*** Available records Section Begins ***

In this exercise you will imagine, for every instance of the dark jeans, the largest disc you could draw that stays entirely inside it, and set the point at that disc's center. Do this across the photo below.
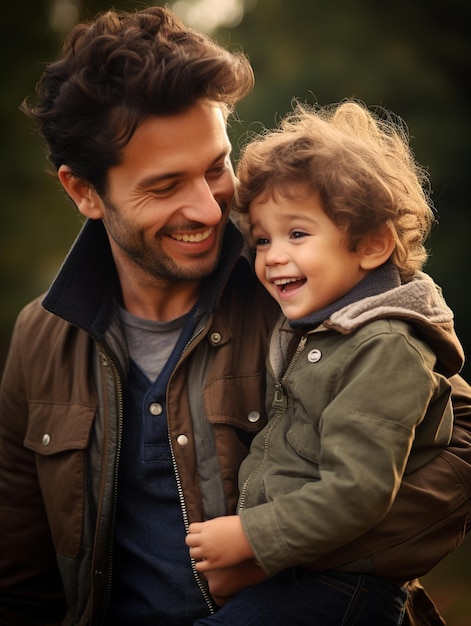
(300, 597)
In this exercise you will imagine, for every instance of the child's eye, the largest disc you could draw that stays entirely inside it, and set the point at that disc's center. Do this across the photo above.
(297, 234)
(261, 241)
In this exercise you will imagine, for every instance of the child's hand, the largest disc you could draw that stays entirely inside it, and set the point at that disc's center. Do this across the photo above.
(217, 543)
(225, 583)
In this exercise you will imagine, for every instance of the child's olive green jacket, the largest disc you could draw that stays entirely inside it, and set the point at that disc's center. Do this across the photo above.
(364, 400)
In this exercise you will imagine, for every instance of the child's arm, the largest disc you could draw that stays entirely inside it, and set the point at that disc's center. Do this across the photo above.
(217, 543)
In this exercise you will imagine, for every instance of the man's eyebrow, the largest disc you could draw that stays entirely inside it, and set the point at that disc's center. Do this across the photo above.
(154, 179)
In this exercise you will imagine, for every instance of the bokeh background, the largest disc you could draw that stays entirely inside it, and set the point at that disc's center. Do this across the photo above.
(410, 56)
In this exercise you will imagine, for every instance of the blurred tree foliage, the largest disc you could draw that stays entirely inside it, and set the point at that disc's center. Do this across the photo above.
(411, 57)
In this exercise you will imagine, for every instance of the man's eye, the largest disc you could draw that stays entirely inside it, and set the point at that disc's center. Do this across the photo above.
(215, 172)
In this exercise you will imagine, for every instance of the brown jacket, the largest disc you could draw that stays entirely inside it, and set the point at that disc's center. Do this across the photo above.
(60, 421)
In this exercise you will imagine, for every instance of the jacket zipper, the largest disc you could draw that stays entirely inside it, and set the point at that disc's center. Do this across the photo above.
(281, 401)
(181, 497)
(119, 403)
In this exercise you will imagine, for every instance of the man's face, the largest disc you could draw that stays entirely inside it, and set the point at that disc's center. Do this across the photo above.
(168, 201)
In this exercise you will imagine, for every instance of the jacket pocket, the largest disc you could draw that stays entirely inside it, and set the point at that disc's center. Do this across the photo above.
(59, 435)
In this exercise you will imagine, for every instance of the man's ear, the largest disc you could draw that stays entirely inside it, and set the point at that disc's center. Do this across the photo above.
(376, 248)
(82, 193)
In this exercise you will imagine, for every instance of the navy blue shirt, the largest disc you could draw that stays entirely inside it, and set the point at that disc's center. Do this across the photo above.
(153, 581)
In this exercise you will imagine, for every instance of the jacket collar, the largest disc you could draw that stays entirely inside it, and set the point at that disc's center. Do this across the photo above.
(378, 281)
(86, 286)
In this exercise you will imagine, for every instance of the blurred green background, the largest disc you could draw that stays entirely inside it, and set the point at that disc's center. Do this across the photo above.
(411, 56)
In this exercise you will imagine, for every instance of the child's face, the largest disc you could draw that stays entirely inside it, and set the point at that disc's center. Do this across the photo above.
(302, 257)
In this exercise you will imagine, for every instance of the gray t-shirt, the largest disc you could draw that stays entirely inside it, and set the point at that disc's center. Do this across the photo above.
(150, 343)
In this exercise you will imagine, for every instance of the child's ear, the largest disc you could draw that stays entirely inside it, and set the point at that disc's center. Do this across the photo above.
(82, 193)
(376, 248)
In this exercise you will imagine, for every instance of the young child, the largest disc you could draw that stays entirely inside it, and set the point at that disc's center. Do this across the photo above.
(358, 367)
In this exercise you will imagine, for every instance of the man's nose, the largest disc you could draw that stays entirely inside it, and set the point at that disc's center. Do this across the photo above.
(205, 206)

*** Available records Section Ends ***

- _Instructions to follow_:
Output exactly the lines from the one holding "of the gray" to the end of the material above, with both ends included.

- _Task response_:
In this exercise you will imagine, for every instance of the gray t-shirt, the largest disc you could draw that stays entirely inside it, and set the point at that disc's center. Do this across the photo above.
(150, 343)
In this exercise you will imagine, for every instance of the child's ear, the largest disc you could draw that stays entirely inside it, and set the point at that disc's center. Do this across the photo above.
(82, 193)
(376, 248)
In this exercise you will imagine, for every instance of the young child, the largest disc you could draw that stays entirely inside it, and set the point at that disc's center. Do this across the photo above.
(358, 367)
In this exercise you will imagine, for every instance of the man's nose, the largest disc you could draw that stays entirely inside it, and set the point at that disc's center. Do this across the photo above.
(205, 206)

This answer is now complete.